** start TEXT PROVIDED **
Bad Data | Data Integrity

Hi, in this blog post we are going to talk about some of the most common mistakes that can lead to bad data or a poor analysis of that data. We are also going to recommend steps you can take to ensure better data integrity.

Why is Bad Data a Bad Idea?

The only reasons to collect and analyze data is to derive insights and understand performance. If the data you are using is bad data, the insights and understanding will be unlikely to match reality. This leads to poor decisions, bad strategies and at best, an inefficient management of your digital activities.

Bad data can arise from a number of different problems of situations, being aware of them in advance can help prevent them. You can also use the below as a checklist if you are experiencing problems with inaccurate data or insights.

1. Incorrect Implementation of Tracking Code

One of the most common causes of bad data is one of the following types of incorrect implementation with regards to the tracking code that enables the collection of the data.

Running a tag audit on your site is a great way to ensure that you are not suffering from the problems described below.

Missing Code

If your site is missing code from any of its pages, you will not be collecting all of the data you should be. The scale of the problem will be proportional to the quantity of affected pages and the value of those pages. This is always going to result in a loss of data.

This can apply to any tracking code, whether its Google Analytics or AdWords conversion tracking code, if its missing, it’s not working!

You should keep a record of what tracking code should be on what pages and where it should be located. Run regular checks to ensure continuity in your tracking code setup.

Wrong Place

Implementing the code in the wrong place on the page can result in the code not triggering either constantly or at all. If the implementation of your tracking code is managed systematically, you may find that its implementation is incorrect on every page.

This is always going to result in a loss of data.

Multiple Sets of Tracking Code

Having multiple sets of tracking code on the same page can be ok, but only in certain circumstances. Having duplicate tracking code can cause problems. More than likely this could inflate figures.

Having multiple accounts used on different pages, if unintended, this can result in the data from a single site being split into different Analytics accounts. This can be a manual task, replete with headaches to resolve, as you cannot merge accounts.
** end TEXT PROVIDED **
** start EXCERPTED RECORDS **
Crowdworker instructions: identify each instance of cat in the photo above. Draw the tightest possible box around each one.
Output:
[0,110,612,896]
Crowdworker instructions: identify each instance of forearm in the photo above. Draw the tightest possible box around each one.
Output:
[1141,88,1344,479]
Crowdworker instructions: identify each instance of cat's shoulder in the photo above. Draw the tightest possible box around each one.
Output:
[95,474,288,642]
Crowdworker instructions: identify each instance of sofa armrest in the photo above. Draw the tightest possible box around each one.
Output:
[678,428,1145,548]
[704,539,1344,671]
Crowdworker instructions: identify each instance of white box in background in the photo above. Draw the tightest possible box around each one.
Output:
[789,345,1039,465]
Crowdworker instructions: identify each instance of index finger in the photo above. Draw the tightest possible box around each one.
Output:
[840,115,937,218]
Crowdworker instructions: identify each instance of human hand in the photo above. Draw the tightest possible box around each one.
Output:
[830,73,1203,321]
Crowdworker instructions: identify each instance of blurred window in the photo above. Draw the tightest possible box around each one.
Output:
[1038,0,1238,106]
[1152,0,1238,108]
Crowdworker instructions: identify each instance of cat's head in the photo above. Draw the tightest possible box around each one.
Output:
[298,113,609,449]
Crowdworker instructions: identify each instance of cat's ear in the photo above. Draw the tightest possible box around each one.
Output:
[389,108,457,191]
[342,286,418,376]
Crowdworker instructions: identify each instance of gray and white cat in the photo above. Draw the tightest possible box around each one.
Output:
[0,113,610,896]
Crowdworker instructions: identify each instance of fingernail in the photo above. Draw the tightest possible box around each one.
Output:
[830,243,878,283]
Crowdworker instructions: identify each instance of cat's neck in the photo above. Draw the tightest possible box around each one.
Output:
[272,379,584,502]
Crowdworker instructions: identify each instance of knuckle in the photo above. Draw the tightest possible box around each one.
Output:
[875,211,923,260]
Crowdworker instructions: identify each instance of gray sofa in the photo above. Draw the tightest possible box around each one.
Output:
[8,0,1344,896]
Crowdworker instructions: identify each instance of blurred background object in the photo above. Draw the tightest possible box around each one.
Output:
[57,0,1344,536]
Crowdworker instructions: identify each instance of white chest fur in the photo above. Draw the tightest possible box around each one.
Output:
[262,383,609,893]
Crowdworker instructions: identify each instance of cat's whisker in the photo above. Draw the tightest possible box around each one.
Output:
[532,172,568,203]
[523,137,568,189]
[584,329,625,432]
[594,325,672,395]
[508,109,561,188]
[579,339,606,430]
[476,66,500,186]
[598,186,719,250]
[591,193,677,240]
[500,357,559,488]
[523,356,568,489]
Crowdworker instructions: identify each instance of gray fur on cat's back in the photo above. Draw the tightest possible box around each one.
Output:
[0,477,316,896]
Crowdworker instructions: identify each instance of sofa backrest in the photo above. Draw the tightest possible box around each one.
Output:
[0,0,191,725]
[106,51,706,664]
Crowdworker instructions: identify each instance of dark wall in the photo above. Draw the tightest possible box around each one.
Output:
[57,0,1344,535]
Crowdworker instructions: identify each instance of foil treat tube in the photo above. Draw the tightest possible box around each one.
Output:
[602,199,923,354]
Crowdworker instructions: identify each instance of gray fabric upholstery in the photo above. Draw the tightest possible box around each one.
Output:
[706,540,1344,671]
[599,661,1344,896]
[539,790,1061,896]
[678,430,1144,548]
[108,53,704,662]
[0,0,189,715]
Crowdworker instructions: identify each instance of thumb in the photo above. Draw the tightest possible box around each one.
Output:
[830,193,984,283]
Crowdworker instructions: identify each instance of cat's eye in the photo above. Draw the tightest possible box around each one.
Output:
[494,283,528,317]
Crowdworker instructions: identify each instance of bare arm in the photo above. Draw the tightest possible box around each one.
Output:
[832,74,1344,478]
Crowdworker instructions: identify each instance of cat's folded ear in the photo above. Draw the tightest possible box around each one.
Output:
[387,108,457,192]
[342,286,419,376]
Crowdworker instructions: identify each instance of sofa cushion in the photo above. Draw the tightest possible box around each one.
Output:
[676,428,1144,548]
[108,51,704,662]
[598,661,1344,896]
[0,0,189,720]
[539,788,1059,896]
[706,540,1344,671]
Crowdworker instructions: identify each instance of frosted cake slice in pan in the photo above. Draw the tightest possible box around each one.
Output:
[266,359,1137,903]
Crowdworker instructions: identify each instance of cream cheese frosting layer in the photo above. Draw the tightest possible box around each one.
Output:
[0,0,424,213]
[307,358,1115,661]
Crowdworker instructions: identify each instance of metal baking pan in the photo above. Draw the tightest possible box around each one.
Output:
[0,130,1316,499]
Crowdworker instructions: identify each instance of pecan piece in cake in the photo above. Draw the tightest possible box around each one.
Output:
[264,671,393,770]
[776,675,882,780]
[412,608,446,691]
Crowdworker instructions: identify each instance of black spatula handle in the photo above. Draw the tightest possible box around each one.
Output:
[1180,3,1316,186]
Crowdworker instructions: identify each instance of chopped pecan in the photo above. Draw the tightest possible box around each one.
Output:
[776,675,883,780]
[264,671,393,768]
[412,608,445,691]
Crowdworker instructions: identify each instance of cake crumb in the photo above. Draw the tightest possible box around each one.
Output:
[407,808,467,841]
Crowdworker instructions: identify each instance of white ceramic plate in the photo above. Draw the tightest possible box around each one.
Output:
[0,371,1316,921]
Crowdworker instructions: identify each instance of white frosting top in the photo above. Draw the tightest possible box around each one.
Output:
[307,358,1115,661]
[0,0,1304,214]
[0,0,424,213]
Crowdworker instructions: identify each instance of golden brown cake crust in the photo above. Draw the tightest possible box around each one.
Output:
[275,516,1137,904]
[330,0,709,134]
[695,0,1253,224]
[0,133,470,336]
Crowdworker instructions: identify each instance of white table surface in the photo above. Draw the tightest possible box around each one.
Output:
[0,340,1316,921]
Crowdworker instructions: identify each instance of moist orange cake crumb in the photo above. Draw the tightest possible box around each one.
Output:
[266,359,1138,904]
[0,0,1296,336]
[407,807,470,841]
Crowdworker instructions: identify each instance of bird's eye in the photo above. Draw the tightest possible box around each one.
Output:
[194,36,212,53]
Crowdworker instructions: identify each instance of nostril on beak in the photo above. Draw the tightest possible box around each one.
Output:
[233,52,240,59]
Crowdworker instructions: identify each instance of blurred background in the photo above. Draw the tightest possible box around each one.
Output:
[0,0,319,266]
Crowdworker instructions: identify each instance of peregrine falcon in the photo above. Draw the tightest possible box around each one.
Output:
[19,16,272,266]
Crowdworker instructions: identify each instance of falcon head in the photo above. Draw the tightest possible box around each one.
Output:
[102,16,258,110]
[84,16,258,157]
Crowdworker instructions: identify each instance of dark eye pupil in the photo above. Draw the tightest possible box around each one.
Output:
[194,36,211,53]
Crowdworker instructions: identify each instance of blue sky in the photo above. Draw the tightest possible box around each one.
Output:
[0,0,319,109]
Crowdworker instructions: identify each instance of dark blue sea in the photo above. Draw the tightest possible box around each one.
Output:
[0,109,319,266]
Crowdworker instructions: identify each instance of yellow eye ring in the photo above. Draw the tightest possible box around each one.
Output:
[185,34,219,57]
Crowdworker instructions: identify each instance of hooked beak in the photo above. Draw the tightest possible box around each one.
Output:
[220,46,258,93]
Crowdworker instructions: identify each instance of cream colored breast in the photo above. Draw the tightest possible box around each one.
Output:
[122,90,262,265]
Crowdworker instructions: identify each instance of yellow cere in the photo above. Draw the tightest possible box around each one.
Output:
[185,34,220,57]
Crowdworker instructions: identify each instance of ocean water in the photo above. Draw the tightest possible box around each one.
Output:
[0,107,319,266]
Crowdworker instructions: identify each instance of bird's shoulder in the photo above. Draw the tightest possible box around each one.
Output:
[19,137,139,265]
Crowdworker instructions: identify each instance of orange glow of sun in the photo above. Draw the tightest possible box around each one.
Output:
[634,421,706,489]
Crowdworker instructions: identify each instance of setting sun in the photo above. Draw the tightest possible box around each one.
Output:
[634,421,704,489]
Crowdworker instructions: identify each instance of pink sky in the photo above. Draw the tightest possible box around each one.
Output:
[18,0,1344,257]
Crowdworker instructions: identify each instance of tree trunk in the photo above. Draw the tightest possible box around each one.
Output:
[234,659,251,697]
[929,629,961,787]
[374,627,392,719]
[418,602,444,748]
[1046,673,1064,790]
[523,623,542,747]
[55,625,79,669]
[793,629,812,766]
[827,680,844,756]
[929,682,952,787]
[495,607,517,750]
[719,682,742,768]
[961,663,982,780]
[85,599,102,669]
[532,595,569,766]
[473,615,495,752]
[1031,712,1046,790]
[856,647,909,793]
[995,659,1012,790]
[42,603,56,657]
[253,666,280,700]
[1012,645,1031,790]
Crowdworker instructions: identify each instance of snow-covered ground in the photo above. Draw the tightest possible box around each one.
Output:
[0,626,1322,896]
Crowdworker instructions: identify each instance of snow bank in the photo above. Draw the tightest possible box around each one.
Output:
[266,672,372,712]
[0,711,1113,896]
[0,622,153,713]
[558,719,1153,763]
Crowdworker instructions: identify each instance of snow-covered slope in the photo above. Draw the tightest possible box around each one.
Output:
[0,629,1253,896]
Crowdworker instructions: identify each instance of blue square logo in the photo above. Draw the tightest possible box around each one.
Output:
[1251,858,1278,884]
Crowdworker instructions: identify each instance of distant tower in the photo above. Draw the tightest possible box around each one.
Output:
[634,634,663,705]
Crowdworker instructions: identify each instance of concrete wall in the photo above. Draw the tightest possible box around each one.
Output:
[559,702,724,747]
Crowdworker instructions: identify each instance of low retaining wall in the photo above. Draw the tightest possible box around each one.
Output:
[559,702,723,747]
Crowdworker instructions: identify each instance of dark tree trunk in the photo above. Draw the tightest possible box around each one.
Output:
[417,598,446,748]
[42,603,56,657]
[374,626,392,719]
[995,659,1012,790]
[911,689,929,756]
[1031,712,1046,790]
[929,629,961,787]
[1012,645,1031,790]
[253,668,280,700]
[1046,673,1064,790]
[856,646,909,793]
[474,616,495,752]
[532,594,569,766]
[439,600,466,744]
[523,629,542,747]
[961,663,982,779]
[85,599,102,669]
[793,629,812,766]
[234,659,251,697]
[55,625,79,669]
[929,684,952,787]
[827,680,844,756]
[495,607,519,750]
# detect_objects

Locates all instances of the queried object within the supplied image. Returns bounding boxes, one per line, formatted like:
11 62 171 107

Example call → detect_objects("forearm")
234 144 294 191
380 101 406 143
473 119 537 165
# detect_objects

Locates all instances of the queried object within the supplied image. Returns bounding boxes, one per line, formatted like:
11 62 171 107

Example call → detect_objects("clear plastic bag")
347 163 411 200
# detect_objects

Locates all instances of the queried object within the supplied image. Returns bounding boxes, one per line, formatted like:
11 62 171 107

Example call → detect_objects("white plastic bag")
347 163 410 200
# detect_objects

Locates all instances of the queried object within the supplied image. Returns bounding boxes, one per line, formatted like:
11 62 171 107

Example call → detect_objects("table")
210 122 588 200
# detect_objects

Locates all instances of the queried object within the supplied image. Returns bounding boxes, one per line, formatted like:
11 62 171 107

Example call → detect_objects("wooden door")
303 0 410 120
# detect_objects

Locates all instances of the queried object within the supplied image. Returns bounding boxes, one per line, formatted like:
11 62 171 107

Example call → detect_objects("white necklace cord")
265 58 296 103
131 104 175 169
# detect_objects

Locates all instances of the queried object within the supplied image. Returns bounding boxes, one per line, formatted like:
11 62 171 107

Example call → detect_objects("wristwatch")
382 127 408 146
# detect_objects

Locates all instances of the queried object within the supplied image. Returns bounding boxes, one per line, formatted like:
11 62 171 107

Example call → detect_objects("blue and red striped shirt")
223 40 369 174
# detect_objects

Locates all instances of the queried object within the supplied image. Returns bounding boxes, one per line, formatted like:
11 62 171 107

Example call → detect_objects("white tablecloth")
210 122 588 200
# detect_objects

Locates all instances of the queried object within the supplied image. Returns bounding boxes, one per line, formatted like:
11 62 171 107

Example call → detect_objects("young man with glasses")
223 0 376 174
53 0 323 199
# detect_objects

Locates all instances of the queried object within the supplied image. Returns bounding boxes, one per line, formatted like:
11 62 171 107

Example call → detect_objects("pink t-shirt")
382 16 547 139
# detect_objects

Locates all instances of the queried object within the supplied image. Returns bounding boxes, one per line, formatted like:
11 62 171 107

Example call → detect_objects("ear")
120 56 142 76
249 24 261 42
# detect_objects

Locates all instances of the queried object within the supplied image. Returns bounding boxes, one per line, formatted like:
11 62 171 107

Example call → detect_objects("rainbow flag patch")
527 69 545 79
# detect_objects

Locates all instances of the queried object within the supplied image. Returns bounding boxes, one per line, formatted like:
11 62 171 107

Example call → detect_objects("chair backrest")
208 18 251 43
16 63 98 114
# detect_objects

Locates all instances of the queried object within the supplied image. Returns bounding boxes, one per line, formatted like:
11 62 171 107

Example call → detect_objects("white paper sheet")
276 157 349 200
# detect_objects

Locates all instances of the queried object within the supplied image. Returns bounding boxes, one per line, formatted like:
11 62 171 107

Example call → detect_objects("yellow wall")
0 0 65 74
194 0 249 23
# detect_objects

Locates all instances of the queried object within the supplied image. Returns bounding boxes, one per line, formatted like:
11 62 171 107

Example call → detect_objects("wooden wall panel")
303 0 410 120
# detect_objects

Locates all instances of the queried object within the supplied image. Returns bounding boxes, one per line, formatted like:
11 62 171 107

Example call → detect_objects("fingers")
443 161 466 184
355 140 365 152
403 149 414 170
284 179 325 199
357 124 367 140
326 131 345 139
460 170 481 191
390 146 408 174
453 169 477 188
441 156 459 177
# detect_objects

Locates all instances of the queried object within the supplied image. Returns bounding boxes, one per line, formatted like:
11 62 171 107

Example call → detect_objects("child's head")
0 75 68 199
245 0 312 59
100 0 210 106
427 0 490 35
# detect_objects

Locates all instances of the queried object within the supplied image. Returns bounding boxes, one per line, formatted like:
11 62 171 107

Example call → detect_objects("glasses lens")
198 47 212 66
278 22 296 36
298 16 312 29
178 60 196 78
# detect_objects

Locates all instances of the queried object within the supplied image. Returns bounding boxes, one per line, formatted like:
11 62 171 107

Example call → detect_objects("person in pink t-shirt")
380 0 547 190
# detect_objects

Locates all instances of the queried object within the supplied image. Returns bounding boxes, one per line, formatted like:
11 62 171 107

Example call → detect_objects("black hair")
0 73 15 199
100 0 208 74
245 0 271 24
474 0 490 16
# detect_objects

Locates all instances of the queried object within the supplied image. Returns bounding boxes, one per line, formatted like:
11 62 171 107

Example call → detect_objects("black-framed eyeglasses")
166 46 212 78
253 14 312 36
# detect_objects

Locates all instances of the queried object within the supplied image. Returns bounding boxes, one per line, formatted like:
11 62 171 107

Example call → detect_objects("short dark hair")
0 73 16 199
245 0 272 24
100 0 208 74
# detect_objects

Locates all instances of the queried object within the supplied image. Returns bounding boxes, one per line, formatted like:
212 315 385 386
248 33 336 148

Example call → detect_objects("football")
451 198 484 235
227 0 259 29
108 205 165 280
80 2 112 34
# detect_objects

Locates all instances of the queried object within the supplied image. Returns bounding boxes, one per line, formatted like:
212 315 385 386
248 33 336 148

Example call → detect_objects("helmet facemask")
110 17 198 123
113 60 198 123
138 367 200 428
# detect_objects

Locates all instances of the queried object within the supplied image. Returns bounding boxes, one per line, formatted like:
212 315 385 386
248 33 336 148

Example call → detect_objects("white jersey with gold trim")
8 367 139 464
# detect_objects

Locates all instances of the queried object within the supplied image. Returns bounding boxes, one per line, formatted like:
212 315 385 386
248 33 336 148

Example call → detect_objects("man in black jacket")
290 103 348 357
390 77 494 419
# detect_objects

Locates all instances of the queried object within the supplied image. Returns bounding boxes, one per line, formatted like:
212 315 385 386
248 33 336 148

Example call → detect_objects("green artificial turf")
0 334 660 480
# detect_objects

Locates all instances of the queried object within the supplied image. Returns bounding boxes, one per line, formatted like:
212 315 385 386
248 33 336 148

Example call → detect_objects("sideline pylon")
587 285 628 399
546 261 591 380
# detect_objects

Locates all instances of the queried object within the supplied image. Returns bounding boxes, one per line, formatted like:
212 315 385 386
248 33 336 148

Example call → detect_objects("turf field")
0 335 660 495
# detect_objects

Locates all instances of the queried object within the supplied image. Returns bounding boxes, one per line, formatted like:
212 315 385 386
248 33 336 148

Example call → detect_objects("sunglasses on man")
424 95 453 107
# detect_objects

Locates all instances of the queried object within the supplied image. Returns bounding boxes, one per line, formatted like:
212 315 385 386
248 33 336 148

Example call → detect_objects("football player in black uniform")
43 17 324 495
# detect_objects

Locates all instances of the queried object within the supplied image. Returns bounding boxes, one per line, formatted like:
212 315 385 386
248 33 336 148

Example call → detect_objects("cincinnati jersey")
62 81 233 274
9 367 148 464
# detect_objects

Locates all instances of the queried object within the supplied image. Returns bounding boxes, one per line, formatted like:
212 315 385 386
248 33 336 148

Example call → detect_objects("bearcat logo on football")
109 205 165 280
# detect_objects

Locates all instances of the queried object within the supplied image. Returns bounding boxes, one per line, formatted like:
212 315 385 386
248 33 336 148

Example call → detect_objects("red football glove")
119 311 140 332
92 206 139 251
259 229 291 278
** end EXCERPTED RECORDS **
» **REQUIREMENT A**:
Answer these questions from the bad data post, one per line:
(i) What does the post recommend running on your site to ensure you are not suffering from the tracking code problems it describes?
(ii) What effect does the post say duplicate tracking code is most likely to have on figures?
(iii) According to the post, why is resolving data split across different Analytics accounts a manual task?
» **REQUIREMENT B**:
From the bad data post, extract the passage starting with "The only reasons" and going on through "of the data.", copying it word for word.
The records play no part in the work that follows and can be left aside.

» **EXERCISE OUTPUT A**:
(i) A tag audit.
(ii) It could inflate figures.
(iii) Because you cannot merge accounts.

» **EXERCISE OUTPUT B**:
The only reasons to collect and analyze data is to derive insights and understand performance. If the data you are using is bad data, the insights and understanding will be unlikely to match reality. This leads to poor decisions, bad strategies and at best, an inefficient management of your digital activities.

Bad data can arise from a number of different problems of situations, being aware of them in advance can help prevent them. You can also use the below as a checklist if you are experiencing problems with inaccurate data or insights.

1. Incorrect Implementation of Tracking Code

One of the most common causes of bad data is one of the following types of incorrect implementation with regards to the tracking code that enables the collection of the data.